OBJECTIVE:
Can you copy out, unchanged, the rows from the line holding "road --coords pixels" through the end of the rows, with both of those ends included?

DATA ENTRIES:
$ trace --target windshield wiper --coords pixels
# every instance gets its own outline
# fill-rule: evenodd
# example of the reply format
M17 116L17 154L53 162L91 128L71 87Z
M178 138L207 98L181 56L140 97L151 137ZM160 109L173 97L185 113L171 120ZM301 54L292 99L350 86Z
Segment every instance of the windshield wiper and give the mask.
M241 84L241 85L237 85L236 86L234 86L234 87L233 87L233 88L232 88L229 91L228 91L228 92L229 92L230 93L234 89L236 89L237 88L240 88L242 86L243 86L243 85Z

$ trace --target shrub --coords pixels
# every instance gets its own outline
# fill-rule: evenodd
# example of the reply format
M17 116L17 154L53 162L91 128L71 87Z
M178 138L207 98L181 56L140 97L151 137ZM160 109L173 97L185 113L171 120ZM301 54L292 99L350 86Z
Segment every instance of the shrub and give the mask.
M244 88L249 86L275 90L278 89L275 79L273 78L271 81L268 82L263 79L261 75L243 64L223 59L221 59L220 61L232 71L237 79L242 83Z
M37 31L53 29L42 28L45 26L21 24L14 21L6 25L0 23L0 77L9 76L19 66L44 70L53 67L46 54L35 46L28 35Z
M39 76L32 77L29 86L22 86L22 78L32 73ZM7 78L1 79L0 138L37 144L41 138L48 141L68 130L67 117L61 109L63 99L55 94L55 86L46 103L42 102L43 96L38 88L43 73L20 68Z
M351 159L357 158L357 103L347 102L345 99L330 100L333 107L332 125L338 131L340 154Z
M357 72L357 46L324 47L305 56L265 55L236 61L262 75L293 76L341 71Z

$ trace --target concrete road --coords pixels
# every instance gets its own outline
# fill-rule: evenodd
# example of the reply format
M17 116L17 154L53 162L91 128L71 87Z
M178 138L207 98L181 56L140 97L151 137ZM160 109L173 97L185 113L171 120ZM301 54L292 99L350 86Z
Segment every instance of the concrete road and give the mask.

SOLUTION TO THIS TASK:
$ trace --target concrete road --coords pixels
# every instance gets its own outline
# fill-rule: evenodd
# example of the reply format
M17 116L17 154L53 162L91 128L71 87Z
M178 138L207 98L181 56L140 97L151 137ZM160 109L173 97L185 113L171 120ZM301 54L292 99L350 86Z
Segment every instance of the concrete road and give the mask.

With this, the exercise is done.